**STATED TASK**
Return each line of the records below that contains the word "snow", copying the whole line.
··· RECORD SET
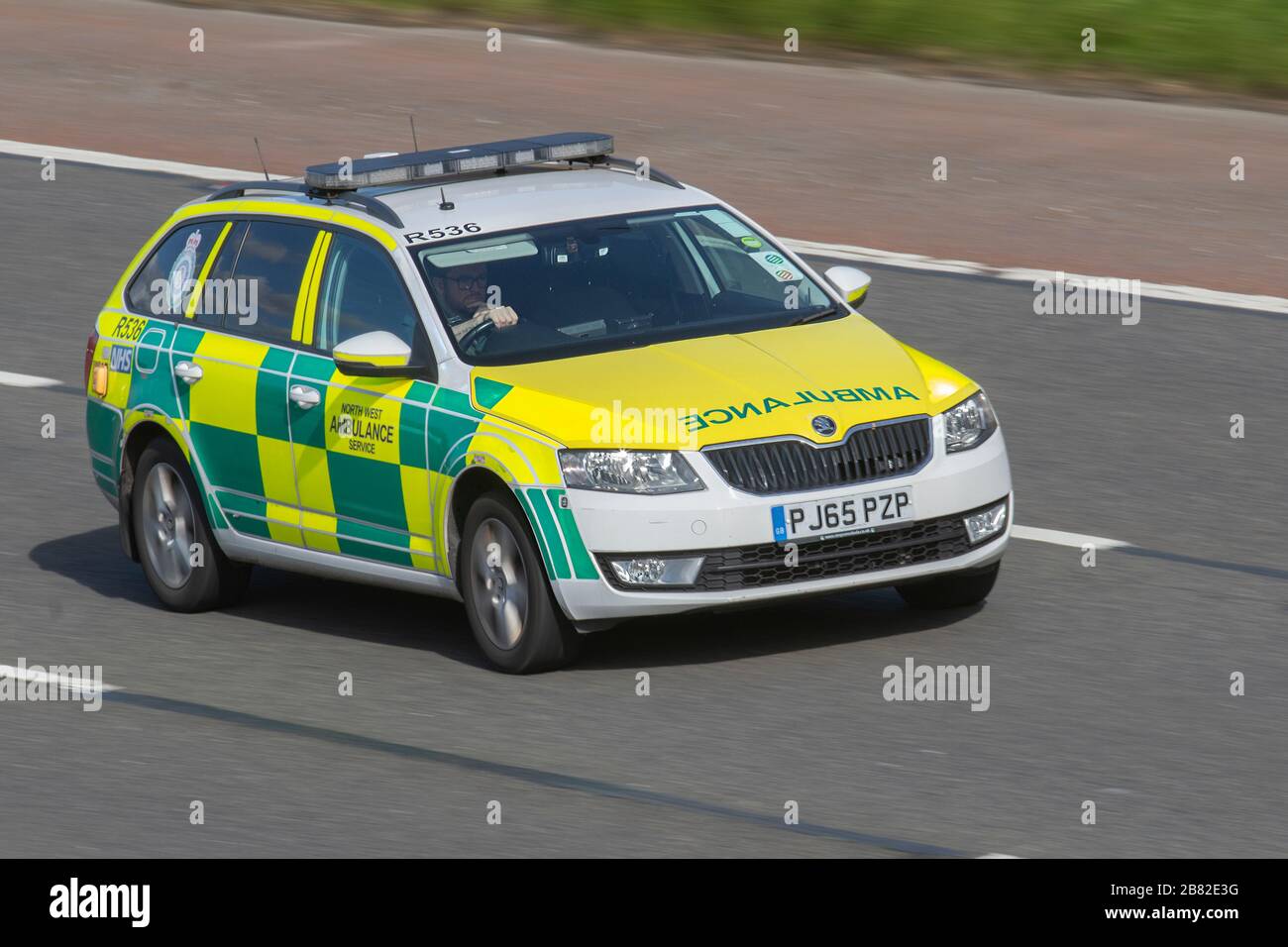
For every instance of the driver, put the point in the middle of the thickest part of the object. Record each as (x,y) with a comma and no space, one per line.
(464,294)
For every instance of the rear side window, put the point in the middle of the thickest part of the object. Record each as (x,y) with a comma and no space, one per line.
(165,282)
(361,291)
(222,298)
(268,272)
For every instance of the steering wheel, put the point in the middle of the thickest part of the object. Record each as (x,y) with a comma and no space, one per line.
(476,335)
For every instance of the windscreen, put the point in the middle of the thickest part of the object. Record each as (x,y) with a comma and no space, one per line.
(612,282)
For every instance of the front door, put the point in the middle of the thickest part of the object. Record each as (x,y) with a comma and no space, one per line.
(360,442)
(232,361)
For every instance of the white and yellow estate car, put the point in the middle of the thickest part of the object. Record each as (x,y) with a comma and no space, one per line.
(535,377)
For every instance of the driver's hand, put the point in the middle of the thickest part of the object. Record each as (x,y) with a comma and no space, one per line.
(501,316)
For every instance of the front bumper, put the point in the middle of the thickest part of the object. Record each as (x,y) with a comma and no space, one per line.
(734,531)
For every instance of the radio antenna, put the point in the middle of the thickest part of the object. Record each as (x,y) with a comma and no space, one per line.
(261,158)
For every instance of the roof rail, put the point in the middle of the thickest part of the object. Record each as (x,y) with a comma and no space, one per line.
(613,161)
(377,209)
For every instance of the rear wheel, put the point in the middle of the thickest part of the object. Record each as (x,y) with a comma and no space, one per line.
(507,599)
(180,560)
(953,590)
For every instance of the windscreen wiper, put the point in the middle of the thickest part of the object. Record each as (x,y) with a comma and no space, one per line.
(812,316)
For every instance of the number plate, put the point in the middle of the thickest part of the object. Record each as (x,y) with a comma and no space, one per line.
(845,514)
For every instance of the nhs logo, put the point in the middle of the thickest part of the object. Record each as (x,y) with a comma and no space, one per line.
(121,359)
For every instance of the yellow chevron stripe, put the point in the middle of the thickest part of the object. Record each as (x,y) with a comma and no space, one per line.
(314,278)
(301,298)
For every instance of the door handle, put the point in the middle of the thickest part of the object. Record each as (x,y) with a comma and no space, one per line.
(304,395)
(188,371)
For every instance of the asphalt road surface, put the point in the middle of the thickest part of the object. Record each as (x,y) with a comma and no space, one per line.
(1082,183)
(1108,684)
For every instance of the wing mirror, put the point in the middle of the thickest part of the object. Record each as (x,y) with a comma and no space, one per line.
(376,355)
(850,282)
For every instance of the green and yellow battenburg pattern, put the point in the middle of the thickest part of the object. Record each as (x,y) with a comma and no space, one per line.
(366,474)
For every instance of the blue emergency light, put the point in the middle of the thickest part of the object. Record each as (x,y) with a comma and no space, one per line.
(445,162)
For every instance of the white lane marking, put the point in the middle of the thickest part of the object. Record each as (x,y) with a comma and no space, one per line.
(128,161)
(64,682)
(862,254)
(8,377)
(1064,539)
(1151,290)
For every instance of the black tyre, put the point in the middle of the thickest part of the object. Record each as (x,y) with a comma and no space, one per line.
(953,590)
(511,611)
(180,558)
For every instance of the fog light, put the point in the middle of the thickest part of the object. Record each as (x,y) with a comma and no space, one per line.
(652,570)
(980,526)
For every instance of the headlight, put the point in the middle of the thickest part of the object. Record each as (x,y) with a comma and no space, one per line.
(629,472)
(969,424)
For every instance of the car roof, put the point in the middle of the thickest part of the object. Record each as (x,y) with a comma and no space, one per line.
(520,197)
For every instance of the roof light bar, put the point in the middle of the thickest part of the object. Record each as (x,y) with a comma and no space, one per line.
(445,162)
······
··· RECORD SET
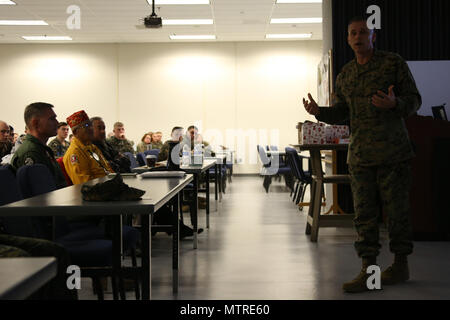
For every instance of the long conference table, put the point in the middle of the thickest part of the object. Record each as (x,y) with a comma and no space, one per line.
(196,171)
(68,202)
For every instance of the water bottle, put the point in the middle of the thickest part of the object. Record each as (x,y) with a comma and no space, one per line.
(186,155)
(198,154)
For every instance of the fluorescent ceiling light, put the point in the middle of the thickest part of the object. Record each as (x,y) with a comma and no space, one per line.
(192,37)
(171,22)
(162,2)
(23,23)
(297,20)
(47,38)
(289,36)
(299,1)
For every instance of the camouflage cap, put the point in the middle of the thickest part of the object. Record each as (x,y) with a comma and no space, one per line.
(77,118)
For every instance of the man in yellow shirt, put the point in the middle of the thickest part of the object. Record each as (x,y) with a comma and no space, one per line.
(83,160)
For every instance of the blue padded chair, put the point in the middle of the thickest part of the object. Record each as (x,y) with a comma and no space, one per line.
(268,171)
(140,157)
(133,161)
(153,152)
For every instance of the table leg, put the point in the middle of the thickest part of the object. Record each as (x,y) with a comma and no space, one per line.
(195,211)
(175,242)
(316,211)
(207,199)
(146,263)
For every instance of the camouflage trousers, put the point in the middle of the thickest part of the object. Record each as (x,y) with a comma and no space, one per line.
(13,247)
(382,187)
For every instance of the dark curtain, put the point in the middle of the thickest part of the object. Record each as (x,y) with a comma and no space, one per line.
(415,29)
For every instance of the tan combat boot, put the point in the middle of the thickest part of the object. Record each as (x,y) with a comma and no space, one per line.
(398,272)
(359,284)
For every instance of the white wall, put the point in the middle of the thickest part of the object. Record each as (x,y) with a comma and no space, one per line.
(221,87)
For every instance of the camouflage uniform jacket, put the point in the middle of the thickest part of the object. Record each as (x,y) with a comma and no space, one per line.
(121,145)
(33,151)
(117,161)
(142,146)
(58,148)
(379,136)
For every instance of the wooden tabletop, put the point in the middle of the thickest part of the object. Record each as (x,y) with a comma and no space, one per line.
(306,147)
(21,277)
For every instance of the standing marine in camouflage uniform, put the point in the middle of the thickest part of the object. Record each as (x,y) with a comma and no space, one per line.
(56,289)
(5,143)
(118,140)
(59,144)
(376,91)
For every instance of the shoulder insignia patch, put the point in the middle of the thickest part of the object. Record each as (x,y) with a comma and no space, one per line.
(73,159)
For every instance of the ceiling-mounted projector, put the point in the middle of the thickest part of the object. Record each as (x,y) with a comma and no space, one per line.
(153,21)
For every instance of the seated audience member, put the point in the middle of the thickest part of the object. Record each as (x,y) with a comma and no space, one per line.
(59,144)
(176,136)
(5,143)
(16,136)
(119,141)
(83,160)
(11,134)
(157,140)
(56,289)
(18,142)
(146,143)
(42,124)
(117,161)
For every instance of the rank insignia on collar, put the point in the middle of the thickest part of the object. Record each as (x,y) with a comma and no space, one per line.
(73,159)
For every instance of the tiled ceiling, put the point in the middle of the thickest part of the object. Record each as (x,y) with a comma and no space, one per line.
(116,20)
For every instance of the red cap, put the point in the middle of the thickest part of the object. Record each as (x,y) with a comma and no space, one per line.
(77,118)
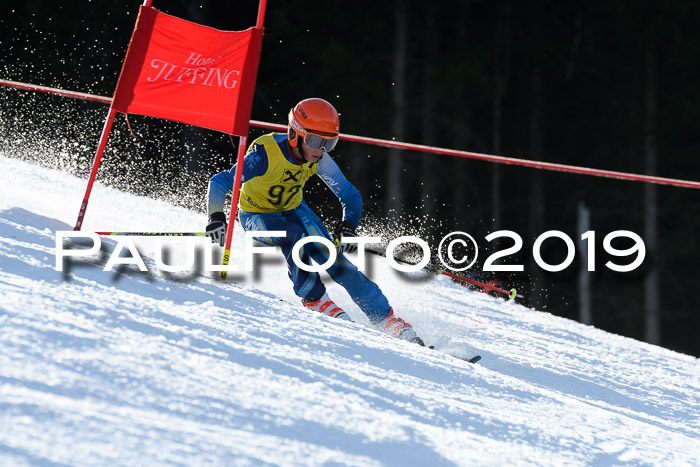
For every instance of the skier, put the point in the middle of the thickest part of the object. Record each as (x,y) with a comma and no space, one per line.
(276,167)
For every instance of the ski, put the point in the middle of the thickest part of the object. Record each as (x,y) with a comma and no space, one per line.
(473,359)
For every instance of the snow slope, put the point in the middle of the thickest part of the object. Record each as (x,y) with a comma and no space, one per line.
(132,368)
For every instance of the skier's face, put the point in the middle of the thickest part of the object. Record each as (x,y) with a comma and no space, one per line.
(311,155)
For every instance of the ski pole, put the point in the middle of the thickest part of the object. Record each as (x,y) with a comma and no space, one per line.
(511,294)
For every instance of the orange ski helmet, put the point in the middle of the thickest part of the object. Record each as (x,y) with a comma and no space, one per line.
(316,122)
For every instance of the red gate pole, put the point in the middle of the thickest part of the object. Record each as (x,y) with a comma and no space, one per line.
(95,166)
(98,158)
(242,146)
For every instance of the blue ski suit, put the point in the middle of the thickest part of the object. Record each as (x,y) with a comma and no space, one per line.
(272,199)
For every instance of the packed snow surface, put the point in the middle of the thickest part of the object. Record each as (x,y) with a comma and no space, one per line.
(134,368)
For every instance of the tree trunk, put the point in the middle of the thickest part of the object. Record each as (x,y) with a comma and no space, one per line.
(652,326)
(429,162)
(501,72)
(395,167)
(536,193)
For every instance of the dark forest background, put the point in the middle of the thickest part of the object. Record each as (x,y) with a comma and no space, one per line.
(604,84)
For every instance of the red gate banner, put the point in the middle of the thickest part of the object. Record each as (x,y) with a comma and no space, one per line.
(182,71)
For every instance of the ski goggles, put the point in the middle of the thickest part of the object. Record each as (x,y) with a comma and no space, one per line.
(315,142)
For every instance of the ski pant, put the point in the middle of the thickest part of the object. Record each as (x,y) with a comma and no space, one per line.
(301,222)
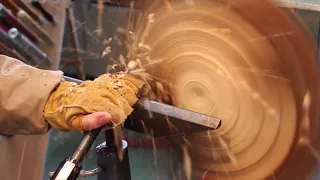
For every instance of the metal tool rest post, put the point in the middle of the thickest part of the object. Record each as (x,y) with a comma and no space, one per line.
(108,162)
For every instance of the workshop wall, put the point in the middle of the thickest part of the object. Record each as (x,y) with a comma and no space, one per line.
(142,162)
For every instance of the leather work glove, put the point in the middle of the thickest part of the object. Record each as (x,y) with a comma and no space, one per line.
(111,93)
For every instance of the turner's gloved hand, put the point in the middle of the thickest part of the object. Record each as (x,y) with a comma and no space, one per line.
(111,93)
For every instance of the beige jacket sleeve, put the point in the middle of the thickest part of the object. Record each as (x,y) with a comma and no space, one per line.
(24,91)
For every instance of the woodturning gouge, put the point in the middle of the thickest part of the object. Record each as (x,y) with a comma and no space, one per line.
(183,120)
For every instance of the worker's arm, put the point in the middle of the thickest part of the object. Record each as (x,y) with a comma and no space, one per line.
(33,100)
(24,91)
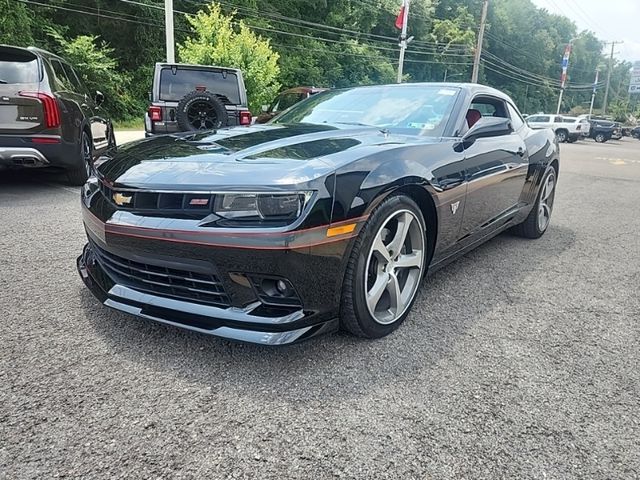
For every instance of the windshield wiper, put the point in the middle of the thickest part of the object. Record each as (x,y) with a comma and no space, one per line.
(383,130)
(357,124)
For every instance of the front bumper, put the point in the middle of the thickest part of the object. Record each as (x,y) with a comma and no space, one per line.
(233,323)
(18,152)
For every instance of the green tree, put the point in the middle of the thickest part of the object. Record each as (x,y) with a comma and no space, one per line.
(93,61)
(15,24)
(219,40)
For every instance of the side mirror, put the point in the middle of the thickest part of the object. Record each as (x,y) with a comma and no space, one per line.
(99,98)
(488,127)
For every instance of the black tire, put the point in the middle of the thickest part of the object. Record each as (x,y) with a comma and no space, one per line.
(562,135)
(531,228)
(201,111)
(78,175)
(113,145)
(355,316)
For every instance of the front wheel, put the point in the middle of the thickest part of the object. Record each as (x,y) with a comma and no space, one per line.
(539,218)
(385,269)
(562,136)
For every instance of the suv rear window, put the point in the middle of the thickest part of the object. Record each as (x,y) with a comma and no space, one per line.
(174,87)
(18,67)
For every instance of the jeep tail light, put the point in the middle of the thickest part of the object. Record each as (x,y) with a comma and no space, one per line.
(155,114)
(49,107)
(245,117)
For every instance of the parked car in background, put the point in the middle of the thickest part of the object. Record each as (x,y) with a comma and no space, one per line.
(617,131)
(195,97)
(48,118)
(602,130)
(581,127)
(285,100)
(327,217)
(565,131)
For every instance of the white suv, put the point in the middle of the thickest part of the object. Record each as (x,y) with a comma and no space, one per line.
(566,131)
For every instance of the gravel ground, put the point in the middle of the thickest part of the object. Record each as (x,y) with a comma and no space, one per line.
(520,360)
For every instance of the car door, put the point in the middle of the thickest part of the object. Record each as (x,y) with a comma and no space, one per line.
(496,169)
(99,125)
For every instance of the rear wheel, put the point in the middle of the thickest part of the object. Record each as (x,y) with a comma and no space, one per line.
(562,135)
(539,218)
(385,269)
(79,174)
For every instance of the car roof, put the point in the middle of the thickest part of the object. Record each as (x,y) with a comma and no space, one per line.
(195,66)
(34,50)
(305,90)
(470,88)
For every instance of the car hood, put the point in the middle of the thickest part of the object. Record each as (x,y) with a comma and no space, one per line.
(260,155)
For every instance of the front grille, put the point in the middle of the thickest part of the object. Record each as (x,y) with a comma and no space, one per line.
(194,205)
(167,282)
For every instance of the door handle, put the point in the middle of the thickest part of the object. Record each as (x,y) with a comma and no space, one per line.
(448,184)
······
**COMPLETE OUTPUT**
For every instance of the snow slope, put the point in the middle of the thickest part of the object. Record each as (x,y) with a comma and no space, one per line.
For every instance of the packed snow surface, put the point in the middle of the thickest part of the object. Record each as (x,y) with a comma and no space, one per line.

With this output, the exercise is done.